━━━━━ EXCERPT TO READ ━━━━━

Microscopic exam should be done often by wastewater system operators. While a high end, phase contrast scope is great, a simple high school biology level microscope will allow you to see indicator organisms, floc size & density. Now that you are performing a microscopic exam, do you have to ID each protozoa, metazoa, and filament? The answer is NO! Operators have enough to do without performing a microscopic exam that involves ID of every organisms and in the case of filaments, often using staining. I like to use a simple daily exam sheet to record the following groups and their relative frequency.

Amoeba
Amoeba are slow moving single celled protozoa. With streaming cytoplasm, amoebae envelop free bacteria, organic particles, and other "food" sources. In wastewater, we often have "free" amoeba which are jusAt the streaming cytoplasm inside a cell envelope. There is also the testate form which has a shell. The free amoeba are most common during early phases of growth, but you can see testate amoeba even with low F/M, mature systems.

━━━━━ SUPPLIED DATA ━━━━━

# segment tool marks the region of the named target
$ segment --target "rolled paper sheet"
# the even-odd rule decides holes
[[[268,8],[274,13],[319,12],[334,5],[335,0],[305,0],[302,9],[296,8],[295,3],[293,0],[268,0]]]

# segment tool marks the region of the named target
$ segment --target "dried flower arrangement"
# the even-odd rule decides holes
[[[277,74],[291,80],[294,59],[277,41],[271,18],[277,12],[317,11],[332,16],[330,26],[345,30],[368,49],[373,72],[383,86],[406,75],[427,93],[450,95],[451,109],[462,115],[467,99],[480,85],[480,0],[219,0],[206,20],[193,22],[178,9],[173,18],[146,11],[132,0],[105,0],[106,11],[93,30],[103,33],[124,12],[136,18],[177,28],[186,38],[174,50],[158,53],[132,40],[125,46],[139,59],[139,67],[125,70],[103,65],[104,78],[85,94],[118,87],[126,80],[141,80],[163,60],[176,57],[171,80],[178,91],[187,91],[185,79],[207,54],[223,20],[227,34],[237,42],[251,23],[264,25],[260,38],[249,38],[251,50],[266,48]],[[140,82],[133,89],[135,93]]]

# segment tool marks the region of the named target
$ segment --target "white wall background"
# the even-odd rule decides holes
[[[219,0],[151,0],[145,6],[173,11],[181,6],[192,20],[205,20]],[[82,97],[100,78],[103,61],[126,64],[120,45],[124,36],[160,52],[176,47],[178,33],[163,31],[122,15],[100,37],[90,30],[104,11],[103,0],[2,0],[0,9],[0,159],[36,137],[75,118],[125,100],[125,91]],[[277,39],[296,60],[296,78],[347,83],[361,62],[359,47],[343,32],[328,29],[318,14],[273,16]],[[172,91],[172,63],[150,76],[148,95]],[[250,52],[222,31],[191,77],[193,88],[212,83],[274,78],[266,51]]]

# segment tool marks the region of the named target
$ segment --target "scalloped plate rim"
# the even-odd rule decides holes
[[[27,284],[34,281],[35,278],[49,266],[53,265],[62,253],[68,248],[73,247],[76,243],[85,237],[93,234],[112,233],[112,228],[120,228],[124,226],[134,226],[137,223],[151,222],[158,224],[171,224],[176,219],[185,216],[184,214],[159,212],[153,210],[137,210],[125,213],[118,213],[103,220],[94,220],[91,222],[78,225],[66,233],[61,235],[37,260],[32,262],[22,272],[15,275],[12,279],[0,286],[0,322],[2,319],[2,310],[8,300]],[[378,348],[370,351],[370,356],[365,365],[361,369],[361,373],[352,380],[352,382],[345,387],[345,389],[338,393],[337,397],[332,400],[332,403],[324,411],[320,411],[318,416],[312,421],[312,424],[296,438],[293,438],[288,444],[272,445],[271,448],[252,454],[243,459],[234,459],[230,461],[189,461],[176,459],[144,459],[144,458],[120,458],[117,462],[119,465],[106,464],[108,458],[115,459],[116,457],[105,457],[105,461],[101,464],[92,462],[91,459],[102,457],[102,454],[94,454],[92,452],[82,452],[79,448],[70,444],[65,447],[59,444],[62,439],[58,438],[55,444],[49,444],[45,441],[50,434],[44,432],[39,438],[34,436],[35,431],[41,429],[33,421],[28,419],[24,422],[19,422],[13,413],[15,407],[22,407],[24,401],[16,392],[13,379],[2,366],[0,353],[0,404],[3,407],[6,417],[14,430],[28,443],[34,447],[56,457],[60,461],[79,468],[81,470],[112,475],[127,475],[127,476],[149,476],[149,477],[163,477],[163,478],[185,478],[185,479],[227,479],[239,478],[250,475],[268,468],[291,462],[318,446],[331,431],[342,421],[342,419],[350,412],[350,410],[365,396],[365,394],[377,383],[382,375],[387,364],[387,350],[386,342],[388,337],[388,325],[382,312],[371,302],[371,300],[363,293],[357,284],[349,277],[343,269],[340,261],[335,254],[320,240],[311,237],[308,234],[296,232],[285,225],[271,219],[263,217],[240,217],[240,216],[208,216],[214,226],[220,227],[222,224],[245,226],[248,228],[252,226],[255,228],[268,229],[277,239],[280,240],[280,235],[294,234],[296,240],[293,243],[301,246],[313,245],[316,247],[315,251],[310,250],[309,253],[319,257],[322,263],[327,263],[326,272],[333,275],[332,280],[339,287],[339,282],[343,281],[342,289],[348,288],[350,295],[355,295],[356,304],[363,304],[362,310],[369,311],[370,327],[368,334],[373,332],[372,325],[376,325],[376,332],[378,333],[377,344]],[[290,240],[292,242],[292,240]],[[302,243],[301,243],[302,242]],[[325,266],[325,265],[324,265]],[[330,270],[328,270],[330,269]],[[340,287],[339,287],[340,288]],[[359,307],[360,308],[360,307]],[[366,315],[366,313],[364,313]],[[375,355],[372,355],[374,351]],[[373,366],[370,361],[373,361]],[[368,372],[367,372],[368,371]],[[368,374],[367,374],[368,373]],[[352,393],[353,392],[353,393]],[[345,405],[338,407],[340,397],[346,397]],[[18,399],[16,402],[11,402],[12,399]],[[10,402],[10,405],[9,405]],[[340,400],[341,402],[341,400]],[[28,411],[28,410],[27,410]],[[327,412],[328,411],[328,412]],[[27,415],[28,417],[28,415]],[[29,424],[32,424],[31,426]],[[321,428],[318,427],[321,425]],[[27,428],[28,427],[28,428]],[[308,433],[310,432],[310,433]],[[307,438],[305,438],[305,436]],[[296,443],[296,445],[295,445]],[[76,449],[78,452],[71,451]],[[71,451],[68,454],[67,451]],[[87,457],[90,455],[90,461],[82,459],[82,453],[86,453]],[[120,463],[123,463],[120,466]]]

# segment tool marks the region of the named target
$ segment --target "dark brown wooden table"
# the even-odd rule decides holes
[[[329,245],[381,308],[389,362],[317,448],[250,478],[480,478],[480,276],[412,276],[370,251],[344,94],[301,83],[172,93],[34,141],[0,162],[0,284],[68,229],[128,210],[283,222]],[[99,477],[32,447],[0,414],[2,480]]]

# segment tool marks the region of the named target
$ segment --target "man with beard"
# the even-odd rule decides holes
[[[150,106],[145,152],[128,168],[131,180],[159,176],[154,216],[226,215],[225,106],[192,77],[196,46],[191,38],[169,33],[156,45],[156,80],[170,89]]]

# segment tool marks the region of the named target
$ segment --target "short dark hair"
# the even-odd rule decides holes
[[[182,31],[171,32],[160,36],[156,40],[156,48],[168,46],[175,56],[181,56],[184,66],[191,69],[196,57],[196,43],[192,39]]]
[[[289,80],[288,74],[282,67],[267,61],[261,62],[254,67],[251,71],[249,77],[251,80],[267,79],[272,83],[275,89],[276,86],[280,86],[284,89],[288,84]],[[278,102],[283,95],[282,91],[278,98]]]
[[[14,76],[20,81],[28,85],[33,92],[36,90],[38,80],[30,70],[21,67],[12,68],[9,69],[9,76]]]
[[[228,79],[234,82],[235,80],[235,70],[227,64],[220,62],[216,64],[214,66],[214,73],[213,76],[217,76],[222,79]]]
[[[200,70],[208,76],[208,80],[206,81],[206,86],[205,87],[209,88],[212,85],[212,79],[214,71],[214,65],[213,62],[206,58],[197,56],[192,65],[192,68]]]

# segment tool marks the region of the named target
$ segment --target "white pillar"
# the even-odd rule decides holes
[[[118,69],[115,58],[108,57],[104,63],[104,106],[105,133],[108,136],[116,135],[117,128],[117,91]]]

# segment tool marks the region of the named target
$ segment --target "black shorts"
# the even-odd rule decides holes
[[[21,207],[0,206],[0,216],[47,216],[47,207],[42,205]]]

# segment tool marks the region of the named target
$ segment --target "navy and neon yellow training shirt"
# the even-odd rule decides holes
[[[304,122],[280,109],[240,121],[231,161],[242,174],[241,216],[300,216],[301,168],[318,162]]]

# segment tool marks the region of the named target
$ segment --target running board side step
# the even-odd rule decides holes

━━━━━

_REQUIREMENT:_ In the wastewater microscopy excerpt above, reproduce the passage from "Microscopic exam should" up to and including "their relative frequency.".

_ANSWER AREA:_
Microscopic exam should be done often by wastewater system operators. While a high end, phase contrast scope is great, a simple high school biology level microscope will allow you to see indicator organisms, floc size & density. Now that you are performing a microscopic exam, do you have to ID each protozoa, metazoa, and filament? The answer is NO! Operators have enough to do without performing a microscopic exam that involves ID of every organisms and in the case of filaments, often using staining. I like to use a simple daily exam sheet to record the following groups and their relative frequency.